**Work request**
Copy all lines holding the word "below" from the entries.

**Photo-based referring expression data**
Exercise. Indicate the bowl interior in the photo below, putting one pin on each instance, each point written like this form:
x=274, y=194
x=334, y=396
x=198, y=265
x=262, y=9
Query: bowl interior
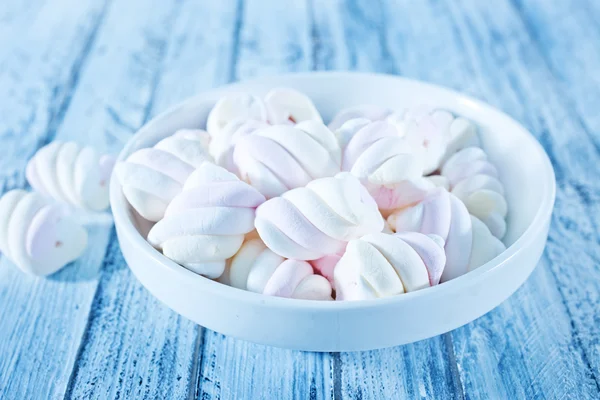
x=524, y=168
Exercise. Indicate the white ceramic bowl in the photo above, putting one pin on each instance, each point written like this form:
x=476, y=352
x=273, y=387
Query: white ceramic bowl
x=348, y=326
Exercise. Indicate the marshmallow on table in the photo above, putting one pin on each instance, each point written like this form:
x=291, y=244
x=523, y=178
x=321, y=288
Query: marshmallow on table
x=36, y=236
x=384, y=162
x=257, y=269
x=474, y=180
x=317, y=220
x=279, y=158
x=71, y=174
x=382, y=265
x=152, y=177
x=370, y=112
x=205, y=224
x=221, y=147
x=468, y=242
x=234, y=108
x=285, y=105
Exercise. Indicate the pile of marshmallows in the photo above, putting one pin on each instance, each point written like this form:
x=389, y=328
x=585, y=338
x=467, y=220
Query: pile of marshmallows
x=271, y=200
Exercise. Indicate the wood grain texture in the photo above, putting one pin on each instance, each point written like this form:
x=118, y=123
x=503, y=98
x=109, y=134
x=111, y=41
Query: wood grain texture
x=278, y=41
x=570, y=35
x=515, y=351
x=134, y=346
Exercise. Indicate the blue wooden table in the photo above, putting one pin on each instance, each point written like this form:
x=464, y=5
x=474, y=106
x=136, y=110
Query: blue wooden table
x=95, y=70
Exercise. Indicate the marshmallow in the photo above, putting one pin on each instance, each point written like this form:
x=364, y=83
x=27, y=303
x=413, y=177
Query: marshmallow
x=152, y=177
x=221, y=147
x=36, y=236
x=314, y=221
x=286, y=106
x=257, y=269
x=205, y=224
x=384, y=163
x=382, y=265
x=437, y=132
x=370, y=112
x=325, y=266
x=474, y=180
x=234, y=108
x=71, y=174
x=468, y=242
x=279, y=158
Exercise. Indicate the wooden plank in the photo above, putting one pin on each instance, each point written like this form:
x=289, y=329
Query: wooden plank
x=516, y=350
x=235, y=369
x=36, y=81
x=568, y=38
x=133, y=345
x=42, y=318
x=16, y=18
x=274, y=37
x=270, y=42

* * *

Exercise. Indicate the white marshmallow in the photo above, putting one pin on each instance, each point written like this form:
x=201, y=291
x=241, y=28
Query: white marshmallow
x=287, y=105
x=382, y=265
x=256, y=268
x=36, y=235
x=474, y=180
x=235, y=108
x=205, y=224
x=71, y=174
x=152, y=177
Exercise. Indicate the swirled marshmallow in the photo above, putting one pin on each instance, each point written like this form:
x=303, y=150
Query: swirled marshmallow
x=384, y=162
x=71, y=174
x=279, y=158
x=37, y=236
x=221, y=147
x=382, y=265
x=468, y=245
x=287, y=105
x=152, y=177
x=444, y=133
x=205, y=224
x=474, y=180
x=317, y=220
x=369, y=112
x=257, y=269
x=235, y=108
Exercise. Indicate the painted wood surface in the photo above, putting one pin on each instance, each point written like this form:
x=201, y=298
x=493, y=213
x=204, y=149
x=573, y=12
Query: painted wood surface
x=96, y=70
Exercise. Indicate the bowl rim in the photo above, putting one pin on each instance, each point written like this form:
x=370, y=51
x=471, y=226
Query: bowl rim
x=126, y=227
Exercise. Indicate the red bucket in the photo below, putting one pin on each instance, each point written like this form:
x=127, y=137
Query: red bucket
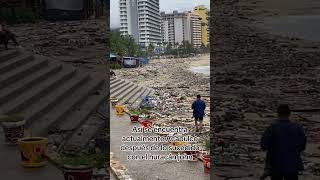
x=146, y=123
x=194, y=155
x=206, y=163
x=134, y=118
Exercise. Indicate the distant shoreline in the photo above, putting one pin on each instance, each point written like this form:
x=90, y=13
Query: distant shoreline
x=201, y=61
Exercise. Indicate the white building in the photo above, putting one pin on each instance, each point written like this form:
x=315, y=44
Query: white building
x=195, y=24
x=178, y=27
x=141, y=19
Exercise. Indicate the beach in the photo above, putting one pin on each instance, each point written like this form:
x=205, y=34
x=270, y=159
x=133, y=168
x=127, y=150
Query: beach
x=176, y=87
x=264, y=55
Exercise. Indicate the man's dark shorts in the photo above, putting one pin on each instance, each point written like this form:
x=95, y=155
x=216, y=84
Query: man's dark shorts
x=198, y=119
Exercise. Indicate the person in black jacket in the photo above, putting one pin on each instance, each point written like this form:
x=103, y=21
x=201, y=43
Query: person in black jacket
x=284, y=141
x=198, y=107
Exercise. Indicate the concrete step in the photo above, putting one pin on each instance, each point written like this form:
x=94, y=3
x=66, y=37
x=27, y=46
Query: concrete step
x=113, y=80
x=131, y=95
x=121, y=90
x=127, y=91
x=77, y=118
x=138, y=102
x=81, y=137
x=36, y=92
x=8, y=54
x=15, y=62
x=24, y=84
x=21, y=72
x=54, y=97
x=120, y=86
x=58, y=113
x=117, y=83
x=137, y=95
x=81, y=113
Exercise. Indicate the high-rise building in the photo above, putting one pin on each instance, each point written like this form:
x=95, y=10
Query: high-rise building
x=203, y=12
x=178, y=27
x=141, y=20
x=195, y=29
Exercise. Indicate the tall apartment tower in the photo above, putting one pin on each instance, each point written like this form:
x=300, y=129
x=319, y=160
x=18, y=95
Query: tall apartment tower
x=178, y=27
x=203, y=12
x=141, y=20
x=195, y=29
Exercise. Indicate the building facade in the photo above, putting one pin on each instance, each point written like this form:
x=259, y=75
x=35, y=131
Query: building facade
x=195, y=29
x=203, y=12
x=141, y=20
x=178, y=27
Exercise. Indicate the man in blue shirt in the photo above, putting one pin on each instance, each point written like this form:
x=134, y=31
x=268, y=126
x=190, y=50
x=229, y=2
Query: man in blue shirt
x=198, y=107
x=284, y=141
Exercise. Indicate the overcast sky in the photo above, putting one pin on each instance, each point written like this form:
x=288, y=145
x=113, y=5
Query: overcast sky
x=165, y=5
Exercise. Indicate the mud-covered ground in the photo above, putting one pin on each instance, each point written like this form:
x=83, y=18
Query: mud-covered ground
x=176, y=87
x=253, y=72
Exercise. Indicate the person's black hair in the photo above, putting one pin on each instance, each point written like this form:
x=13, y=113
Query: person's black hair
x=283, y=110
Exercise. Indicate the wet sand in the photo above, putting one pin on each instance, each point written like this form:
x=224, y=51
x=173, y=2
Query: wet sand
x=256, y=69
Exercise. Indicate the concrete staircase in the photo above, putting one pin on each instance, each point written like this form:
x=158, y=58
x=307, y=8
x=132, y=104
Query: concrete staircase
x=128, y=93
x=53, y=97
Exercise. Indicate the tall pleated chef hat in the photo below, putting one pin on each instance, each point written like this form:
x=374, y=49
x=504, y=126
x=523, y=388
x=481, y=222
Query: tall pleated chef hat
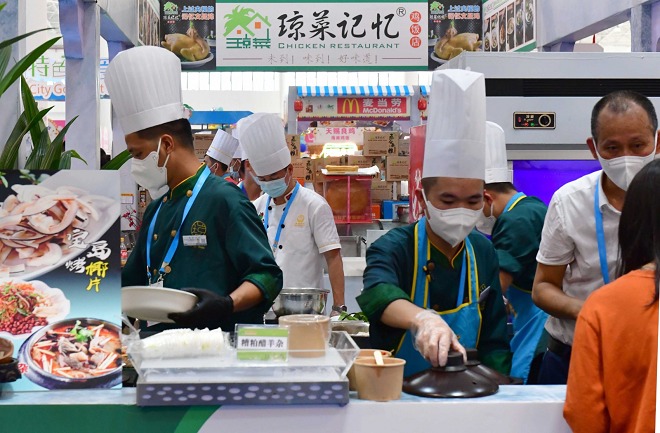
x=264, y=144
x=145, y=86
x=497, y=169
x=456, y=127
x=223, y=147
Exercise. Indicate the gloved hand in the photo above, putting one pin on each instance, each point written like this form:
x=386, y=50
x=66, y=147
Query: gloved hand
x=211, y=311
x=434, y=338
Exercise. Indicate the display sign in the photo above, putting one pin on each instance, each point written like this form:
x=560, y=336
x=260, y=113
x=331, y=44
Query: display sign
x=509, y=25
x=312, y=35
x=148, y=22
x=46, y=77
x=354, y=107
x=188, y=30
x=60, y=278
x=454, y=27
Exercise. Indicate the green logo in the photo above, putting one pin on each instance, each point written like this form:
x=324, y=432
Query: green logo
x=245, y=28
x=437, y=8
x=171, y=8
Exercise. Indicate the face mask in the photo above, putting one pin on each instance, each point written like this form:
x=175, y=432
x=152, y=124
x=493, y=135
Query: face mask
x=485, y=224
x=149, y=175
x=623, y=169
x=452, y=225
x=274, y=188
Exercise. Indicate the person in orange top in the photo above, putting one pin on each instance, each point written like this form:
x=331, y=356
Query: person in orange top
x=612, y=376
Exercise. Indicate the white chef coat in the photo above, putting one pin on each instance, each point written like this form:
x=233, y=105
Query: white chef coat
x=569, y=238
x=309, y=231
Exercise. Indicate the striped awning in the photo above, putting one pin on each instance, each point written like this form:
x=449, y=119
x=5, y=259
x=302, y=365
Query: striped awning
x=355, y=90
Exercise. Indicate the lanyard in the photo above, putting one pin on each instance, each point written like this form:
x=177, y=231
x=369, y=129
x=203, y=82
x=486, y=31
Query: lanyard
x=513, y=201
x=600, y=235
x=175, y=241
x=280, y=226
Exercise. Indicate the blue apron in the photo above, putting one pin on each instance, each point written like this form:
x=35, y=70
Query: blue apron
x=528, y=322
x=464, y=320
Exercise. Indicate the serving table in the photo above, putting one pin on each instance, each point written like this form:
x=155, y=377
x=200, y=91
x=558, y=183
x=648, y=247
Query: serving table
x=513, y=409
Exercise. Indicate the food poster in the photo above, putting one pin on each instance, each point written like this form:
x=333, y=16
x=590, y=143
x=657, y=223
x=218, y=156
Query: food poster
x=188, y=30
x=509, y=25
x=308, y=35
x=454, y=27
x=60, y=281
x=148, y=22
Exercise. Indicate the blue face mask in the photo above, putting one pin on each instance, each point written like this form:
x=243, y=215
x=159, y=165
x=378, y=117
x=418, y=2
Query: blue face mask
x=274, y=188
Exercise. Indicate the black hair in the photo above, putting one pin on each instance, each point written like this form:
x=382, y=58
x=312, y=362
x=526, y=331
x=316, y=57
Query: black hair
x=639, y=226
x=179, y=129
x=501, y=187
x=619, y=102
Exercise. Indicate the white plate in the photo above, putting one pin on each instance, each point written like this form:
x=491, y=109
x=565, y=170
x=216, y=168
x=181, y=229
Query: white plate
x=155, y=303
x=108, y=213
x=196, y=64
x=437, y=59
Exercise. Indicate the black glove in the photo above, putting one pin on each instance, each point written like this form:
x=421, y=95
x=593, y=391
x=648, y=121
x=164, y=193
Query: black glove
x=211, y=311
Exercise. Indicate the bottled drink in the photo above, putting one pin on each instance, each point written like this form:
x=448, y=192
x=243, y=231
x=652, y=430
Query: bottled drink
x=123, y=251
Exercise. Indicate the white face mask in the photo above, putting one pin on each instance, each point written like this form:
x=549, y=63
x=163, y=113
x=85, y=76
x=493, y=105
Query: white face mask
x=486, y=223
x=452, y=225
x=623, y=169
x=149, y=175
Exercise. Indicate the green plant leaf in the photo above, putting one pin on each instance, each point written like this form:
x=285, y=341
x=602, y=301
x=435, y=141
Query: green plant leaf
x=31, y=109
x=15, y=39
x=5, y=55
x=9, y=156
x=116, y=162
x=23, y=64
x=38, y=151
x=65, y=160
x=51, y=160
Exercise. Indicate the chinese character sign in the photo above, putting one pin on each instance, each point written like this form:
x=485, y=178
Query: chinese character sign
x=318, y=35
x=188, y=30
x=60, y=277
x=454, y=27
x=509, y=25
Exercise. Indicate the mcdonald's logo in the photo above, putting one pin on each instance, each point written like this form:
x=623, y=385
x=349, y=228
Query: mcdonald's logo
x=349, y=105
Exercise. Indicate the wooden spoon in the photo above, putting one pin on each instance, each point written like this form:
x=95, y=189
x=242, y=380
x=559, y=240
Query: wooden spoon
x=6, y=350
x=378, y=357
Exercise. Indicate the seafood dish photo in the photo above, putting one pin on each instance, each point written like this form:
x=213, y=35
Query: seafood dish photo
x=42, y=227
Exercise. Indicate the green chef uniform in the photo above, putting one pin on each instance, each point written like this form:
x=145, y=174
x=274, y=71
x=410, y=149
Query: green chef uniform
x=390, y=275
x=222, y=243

**Completed task**
Exercise. Indicate the bowl interior in the photo below, putting one pin on each instance, each point written like this form:
Exercise. Indicate the red bucket in the photo below, putting one pin on each instance, each point written like this form:
Exercise. Indicate the tall pleated chef hat in the photo below, putting one pin on each instance, each point written like this form:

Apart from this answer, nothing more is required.